## Page text
──────────────────────────────
Goals and motivations

Strategies

Outcomes

Lessons learned

 

 

Goals and motivations

What were the top overarching goals and objectives?

Jay Waterman

LEED Provider, Thornton Tomasetti Fore Solutions

One goal was to achieve long term financial sustainability for the development. By reducing energy use in the building, the project could more easily meet the very strict operating budget requirements of the Maine State Housing Authority.

The top three goals of the sustainability consultant were to reduce petroleum based fuel use through load reduction, reduced air infiltration to help energy efficiency and achieve the best quality indoor air.

The team focused on the building envelope as its primary means of reducing the heating load in our cold climate. We knew that Maine State Housing has a solar thermal domestic hot water pre-heat requirement, but did not expect to have any other renewable energy sources. Solar thermal was installed. Solar photovoltaic was not feasible mainly due to the taller buildings shading Oak Street Lofts.

Photo by Greg Payne

Photo by Greg Payne

The envelope included wood framing, rigid foam insulation and cellulose dense pack in exterior walls. Blue Skin vapor permeable air and water barrier was used outside of the sheathing and integrated into the window flashing. Whole building air infiltration was extremely low and unit-to-unit compartmentalization met the LEED for Home Mid-Rise requirements.

 


 

Strategies

What were the most notable strategies used to earn LEED credits?

Jay Waterman

LEED Provider, Thornton Tomasetti Fore Solutions

Location was one of the most notable strategies that the developer used to earn LEED credits. The project is located in downtown Portland Maine in the Arts District across Congress Street from the Maine College of Art.

Linking the project to the art college helped the project have a following from the local artist community giving it an identity. The project received exemplary performance for both its proximity to dozens of community amenities as well as to hundreds of weekday public transit rides.

Photo by Jay Waterman

Photo by Jay Waterman

The interior of one of the studio spaces designed to give artists a comfortable working environment.

Energy efficiency was the major strategy for earning LEED points. City funding dictated that LEED Silver was a requirement, but the team targeted Platinum from the start. Another requirement was meeting the 2030 Challenge, which equated to roughly a 40% improvement over ASHRAE 90.1 2004. High efficiency heating system, solar hot water, heat recovery ventilation and an extremely well insulated and air sealed envelope allowed us to achieve this goal.

The artists have a work space with tables and work benches with lots of natural light. Even with some artist paints or other materials that might pose an air quality issue, the use of MERV 13 filtration in the building ensured good indoor air quality.
──────────────────────────────
## Records supplied
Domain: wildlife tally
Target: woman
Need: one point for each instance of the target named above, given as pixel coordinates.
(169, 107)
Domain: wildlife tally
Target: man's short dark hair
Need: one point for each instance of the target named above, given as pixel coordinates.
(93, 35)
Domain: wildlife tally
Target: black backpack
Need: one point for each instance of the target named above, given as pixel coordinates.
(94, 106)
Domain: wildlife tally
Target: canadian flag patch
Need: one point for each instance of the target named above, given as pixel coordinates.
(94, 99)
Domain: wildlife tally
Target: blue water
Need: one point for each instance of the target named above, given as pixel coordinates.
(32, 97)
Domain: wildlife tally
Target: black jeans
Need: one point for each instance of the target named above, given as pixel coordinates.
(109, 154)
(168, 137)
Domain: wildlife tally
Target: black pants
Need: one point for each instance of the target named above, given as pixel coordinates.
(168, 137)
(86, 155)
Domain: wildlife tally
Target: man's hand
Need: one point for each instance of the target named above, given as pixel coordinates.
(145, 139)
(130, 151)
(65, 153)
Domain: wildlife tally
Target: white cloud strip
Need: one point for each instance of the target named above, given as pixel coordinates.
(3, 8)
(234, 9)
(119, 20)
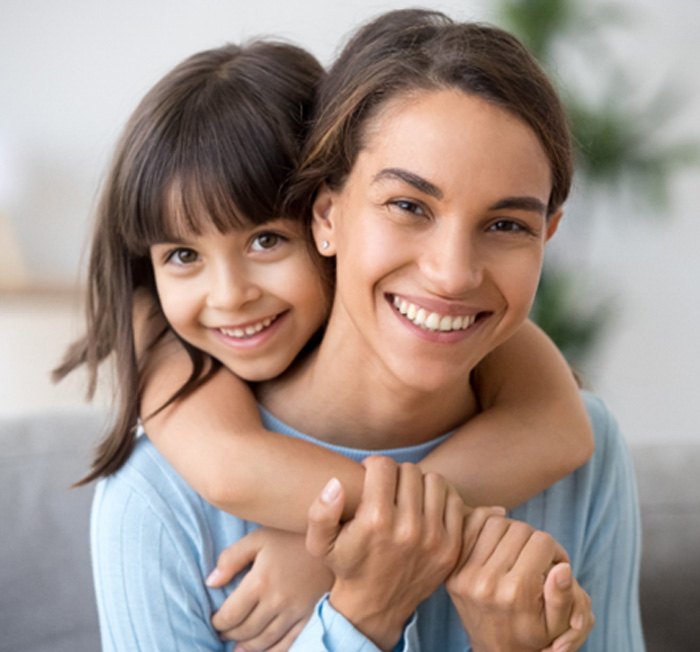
──────────────────────────────
## Problem statement
Rewrite the part of the Oak Street Lofts text that opens with the words containing "What were the most" and closes with "public transit rides.", substituting "central" for "downtown".

## Problem solution
What were the most notable strategies used to earn LEED credits?

Jay Waterman

LEED Provider, Thornton Tomasetti Fore Solutions

Location was one of the most notable strategies that the developer used to earn LEED credits. The project is located in central Portland Maine in the Arts District across Congress Street from the Maine College of Art.

Linking the project to the art college helped the project have a following from the local artist community giving it an identity. The project received exemplary performance for both its proximity to dozens of community amenities as well as to hundreds of weekday public transit rides.